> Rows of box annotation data

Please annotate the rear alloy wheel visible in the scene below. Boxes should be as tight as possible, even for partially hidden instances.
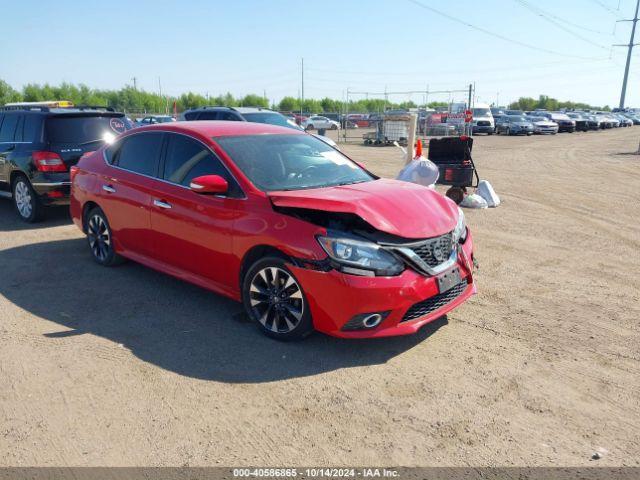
[13,175,43,223]
[87,208,122,267]
[242,257,313,340]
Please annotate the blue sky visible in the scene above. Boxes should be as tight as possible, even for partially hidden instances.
[0,0,640,106]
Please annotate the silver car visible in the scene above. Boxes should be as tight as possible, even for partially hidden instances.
[525,115,558,135]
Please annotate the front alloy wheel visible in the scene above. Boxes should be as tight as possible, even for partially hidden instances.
[243,257,312,340]
[13,176,42,223]
[86,208,121,267]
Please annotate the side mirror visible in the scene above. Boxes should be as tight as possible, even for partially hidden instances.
[189,175,229,195]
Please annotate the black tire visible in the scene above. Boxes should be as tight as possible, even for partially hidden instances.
[242,256,313,341]
[11,175,44,223]
[445,187,466,205]
[85,207,124,267]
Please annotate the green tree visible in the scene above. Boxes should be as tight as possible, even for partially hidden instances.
[240,93,269,108]
[278,97,300,112]
[0,80,22,105]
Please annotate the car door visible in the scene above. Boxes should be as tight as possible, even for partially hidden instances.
[97,132,164,257]
[151,129,245,290]
[0,113,22,185]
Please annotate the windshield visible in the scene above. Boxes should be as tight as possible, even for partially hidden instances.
[214,135,374,192]
[473,108,491,117]
[242,112,291,128]
[46,115,131,145]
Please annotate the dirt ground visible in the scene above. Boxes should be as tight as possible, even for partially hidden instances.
[0,127,640,466]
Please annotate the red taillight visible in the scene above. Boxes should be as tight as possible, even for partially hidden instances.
[69,165,79,183]
[33,152,67,172]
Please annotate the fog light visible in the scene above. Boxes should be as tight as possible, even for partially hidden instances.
[342,311,390,331]
[362,313,382,328]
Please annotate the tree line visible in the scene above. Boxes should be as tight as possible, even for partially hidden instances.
[0,79,609,113]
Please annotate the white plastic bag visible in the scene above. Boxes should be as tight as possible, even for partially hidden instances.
[476,180,500,207]
[397,157,440,187]
[460,193,488,208]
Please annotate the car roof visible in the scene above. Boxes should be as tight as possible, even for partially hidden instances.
[234,107,278,113]
[131,120,305,138]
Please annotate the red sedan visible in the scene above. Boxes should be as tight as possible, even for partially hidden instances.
[71,121,476,340]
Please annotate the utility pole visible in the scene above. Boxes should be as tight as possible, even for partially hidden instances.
[614,0,640,108]
[300,57,306,115]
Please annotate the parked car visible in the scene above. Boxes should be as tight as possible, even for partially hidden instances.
[180,106,293,127]
[583,113,604,130]
[622,112,640,125]
[567,112,589,132]
[301,115,340,130]
[596,112,620,128]
[536,112,576,133]
[525,115,558,135]
[496,115,533,135]
[611,113,633,127]
[471,104,496,135]
[137,115,176,126]
[71,122,476,340]
[179,107,340,150]
[0,102,132,223]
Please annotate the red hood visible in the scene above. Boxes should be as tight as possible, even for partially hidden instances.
[268,179,458,239]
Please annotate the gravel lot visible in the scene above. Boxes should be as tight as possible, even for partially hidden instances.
[0,128,640,466]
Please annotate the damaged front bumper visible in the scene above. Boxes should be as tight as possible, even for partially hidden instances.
[290,232,476,338]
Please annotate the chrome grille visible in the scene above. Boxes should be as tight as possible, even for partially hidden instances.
[410,233,453,267]
[400,280,468,323]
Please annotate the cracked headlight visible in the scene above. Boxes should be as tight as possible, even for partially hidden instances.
[453,207,467,243]
[318,235,404,276]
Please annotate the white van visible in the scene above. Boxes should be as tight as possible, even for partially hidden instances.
[471,103,496,135]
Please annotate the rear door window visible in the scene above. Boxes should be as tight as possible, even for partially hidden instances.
[113,132,164,177]
[198,112,218,120]
[0,114,20,143]
[46,115,131,145]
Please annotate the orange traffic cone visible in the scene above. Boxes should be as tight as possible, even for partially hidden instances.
[415,139,422,158]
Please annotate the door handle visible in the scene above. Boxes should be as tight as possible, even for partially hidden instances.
[153,200,171,208]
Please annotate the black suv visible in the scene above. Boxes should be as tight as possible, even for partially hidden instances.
[0,104,132,222]
[180,107,295,128]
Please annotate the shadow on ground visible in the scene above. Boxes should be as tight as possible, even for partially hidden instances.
[0,239,447,383]
[0,198,72,232]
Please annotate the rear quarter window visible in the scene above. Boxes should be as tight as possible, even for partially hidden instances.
[46,115,131,144]
[23,115,42,142]
[0,114,20,142]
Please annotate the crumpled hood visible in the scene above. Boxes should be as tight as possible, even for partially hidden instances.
[268,179,458,239]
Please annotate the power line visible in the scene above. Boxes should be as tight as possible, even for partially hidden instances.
[407,0,599,60]
[591,0,620,18]
[516,0,612,36]
[614,0,640,108]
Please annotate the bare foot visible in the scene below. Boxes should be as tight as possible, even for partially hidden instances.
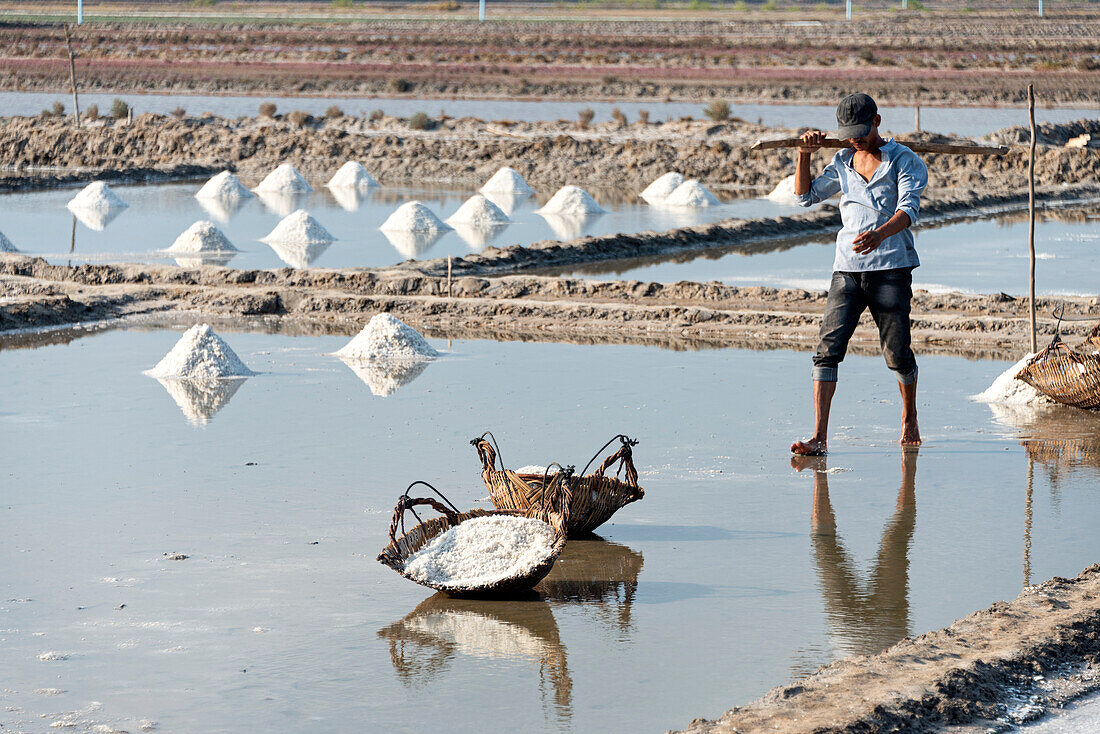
[898,418,921,446]
[791,438,828,457]
[791,453,826,471]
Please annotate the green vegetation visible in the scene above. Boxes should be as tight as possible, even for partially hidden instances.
[703,99,733,122]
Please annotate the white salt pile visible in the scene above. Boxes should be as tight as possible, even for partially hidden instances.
[970,354,1056,406]
[326,161,378,188]
[195,171,252,201]
[0,232,19,252]
[254,163,314,194]
[145,324,255,380]
[479,166,535,194]
[261,209,336,244]
[768,173,799,206]
[641,171,684,204]
[378,201,451,232]
[168,219,238,253]
[337,314,439,362]
[536,186,606,217]
[664,178,722,207]
[405,515,554,588]
[65,180,130,209]
[447,194,512,227]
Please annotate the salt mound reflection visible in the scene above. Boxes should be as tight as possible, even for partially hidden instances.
[340,357,430,397]
[156,377,248,426]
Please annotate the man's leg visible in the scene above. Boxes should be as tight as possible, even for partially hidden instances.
[791,273,867,456]
[865,267,921,446]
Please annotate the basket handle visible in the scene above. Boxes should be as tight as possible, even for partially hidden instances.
[581,434,638,486]
[470,430,504,474]
[389,482,459,547]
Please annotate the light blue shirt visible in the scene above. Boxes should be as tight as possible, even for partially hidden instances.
[798,139,928,273]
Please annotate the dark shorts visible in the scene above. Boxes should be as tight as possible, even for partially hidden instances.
[814,267,916,385]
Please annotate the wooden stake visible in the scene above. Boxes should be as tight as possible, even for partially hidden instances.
[1027,84,1038,354]
[65,23,80,128]
[749,138,1009,155]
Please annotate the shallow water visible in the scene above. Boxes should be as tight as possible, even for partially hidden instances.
[0,182,798,269]
[0,325,1100,732]
[561,205,1100,295]
[0,91,1100,136]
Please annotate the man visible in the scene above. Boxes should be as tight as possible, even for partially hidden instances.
[791,95,928,456]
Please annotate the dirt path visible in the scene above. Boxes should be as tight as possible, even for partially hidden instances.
[668,565,1100,734]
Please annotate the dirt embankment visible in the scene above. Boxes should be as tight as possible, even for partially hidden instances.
[0,255,1100,355]
[0,113,1100,195]
[8,12,1100,105]
[683,566,1100,734]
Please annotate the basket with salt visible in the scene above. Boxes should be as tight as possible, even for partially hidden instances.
[1016,326,1100,410]
[377,481,570,596]
[470,432,646,538]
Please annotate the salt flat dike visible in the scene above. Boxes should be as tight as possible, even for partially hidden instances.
[0,113,1100,194]
[668,565,1100,734]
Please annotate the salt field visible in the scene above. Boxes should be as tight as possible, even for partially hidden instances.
[0,327,1100,733]
[561,205,1100,295]
[0,91,1100,136]
[0,180,801,269]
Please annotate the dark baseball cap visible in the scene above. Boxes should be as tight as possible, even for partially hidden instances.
[836,94,879,140]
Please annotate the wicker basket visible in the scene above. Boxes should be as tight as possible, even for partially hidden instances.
[470,434,646,538]
[1016,329,1100,410]
[377,480,570,596]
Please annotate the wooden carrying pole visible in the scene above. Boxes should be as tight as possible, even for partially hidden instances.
[1027,84,1038,354]
[749,138,1009,155]
[65,24,80,128]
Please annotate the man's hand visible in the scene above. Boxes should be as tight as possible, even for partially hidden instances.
[799,130,825,153]
[851,229,886,255]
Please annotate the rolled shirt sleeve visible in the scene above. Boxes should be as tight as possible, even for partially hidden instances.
[898,153,928,227]
[795,157,840,207]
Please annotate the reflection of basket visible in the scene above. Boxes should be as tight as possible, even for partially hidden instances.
[377,474,570,596]
[470,434,646,538]
[1016,329,1100,410]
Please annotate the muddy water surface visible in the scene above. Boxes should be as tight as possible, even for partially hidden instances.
[0,325,1100,733]
[0,182,799,269]
[563,205,1100,295]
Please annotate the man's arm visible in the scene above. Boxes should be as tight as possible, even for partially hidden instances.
[794,130,840,207]
[851,155,928,255]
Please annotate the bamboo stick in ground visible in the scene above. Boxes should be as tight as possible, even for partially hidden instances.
[1027,84,1038,354]
[749,138,1009,155]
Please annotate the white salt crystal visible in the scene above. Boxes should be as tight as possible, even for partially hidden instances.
[479,166,535,194]
[405,515,554,588]
[447,194,512,227]
[641,171,684,204]
[261,209,336,244]
[337,314,439,362]
[145,324,255,379]
[0,232,19,252]
[970,354,1056,406]
[378,201,451,232]
[195,171,252,201]
[65,180,130,209]
[536,186,606,217]
[664,178,722,207]
[254,163,314,194]
[326,161,378,188]
[168,219,238,253]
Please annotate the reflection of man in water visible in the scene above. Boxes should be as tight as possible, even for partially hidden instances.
[791,450,917,655]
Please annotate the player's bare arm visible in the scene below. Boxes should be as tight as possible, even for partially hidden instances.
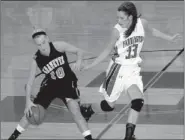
[141,19,181,42]
[84,28,119,69]
[53,41,85,70]
[25,59,37,115]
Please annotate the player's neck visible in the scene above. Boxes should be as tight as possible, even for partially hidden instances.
[39,45,51,56]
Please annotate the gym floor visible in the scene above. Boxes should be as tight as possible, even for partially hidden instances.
[0,1,184,140]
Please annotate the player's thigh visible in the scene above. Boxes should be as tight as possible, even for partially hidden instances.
[33,86,55,109]
[126,75,144,100]
[127,84,144,100]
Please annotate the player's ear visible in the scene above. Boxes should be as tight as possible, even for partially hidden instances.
[128,15,133,21]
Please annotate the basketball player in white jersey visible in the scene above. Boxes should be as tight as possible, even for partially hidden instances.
[81,2,180,140]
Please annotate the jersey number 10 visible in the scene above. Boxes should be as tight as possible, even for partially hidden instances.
[50,67,65,80]
[125,44,138,59]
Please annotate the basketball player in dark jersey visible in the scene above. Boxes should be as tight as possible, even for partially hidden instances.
[8,29,92,140]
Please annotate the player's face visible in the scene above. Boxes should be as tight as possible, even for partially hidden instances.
[117,11,132,28]
[34,35,49,50]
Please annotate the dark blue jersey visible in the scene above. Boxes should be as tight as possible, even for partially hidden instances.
[35,42,77,82]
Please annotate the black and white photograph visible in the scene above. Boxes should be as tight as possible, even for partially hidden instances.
[0,0,185,140]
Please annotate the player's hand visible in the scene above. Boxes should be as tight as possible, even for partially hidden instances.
[24,99,37,117]
[171,34,182,43]
[72,60,82,70]
[81,65,91,71]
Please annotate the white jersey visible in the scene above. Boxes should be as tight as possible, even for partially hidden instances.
[112,18,145,65]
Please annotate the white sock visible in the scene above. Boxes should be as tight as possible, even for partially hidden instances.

> Do this
Write out the data from the line containing "Please annotate the door" down to the line containing "[153,200,171,208]", including both of those lines.

> Answer to the task
Please annotate the door handle visible in the scene above. Boxes should be as tight as possible, even for partially hidden instances.
[153,200,171,208]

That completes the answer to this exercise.